Records provided:
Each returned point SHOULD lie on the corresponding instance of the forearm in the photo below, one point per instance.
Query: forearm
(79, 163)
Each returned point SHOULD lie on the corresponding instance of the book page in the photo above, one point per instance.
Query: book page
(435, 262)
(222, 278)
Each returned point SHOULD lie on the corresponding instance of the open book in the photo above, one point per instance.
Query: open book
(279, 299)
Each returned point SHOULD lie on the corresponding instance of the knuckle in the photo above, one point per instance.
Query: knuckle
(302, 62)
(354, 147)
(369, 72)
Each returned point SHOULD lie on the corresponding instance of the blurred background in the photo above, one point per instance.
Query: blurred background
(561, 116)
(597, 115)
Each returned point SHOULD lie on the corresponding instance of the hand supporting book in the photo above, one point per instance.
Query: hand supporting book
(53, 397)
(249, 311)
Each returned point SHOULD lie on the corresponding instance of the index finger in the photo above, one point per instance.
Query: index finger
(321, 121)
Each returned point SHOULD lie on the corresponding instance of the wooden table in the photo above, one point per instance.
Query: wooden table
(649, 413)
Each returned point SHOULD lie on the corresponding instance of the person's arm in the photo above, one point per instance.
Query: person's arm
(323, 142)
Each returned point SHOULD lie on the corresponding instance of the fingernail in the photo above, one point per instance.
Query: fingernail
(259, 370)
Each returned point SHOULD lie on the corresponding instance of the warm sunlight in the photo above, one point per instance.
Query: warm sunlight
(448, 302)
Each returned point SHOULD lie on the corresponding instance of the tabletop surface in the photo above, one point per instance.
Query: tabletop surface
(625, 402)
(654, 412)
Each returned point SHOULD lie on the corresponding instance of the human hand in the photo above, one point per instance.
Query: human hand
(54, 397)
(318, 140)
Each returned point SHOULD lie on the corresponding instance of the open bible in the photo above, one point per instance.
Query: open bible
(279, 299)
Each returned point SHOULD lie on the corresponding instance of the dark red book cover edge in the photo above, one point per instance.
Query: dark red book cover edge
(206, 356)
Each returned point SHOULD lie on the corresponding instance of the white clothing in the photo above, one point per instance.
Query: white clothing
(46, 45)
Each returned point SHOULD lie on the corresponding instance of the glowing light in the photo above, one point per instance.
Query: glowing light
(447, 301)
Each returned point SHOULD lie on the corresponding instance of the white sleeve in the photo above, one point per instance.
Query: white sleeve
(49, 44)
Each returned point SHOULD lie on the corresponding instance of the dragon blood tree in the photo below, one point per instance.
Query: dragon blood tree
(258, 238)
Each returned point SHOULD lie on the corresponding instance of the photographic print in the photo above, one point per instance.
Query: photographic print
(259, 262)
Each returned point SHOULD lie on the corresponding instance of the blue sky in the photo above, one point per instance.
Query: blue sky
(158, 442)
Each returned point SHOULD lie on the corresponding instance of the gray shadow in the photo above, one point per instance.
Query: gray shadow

Exercise aim: Faithfully transcribe the whole of the data.

Worked solution:
Each returned point SHOULD lie on the corresponding instance of the forearm in the photo below, one point per instance.
Query: forearm
(79, 163)
Each returned point SHOULD lie on the corresponding instance of the book page in the photo above, one point per instance.
Query: book page
(435, 262)
(222, 278)
Each returned point SHOULD lie on the corresponding instance of the open book in the photo above, one point per instance.
Query: open book
(279, 299)
Each returned point SHOULD lie on the corresponding instance of the knuckle in the photo above, one point per instance.
Query: knuckle
(302, 62)
(354, 147)
(369, 72)
Each returned point SHOULD lie on the corresponding instance of the blurred background in the photo above, one point per instance.
Query: blurred background
(561, 116)
(597, 115)
Each returned point SHOULD lie on the corresponding instance of the hand supporting book in the photo above, one point per instance.
Query: hand supporting book
(53, 397)
(249, 311)
Each returned point SHOULD lie on the corresponding instance of the index finger in the photo above, one point per instance.
Query: index finger
(321, 121)
Each returned point SHOULD lie on the corresponding instance of the wooden table in the photo above, one point per instance.
Query: wooden table
(649, 413)
Each returned point SHOULD lie on the corresponding instance of the person's arm in the photo above, one point per instance.
Query: person's arm
(323, 142)
Each returned point SHOULD lie on the corresponding instance of the fingernail in the photo above, one point per instance.
Query: fingernail
(259, 370)
Each returned point SHOULD lie on the corresponding instance of the warm sunlight in the photo above, one point per instance.
Query: warm sunlight
(448, 302)
Each returned point SHOULD lie on the corresponding instance of the tabletop surface in the photo above, one point per instance.
Query: tabletop surface
(625, 402)
(654, 412)
Each returned point SHOULD lie on the corresponding instance of the human hand in the photo above, one point per instance.
Query: human hand
(54, 397)
(318, 140)
Each returned point SHOULD lie on the corresponding instance of the open bible in the photo above, one point per instance.
Query: open bible
(279, 299)
Each returned point SHOULD lie on the corresponding instance of the dark red book cover edge in the photo above, one point per instance.
Query: dark red book cover edge
(206, 356)
Each returned point SHOULD lie on the corresponding instance of the white clothing in the photo above, one point per instance.
Query: white clothing
(46, 45)
Each returned point SHOULD lie on the corresponding instance of the glowing light in the photo above, one point per instance.
Query: glowing light
(447, 301)
Each returned point SHOULD lie on the corresponding instance of the white sleeve in the photo above, one point per instance.
Query: white sleeve
(49, 44)
Each returned point SHOULD lie on the corresponding instance of the dragon blood tree in the photo below, one point per instance.
Query: dragon blood tree
(258, 238)
Each returned point SHOULD lie on the corresponding instance of the photographic print in the photo above, one point per instance.
Query: photographic print
(259, 262)
Each returned point SHOULD lie on the corresponding instance of the blue sky in the photo above, one point per instance.
Query: blue sky
(158, 442)
Each returned point SHOULD lie on the corresponding instance of the gray shadow in the photo above, one point per instance.
Query: gray shadow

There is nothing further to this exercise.